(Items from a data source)
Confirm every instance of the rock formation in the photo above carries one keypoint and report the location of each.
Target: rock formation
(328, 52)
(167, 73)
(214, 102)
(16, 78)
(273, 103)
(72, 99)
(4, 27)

▶ Problem description:
Extract every line of the records above and reproduce each one word for word.

▶ Answer to this task:
Confirm every instance of the rock formation in the photo above carries one keypoint and report the location of each.
Target: rock formation
(328, 52)
(167, 73)
(214, 102)
(16, 78)
(273, 103)
(72, 99)
(4, 27)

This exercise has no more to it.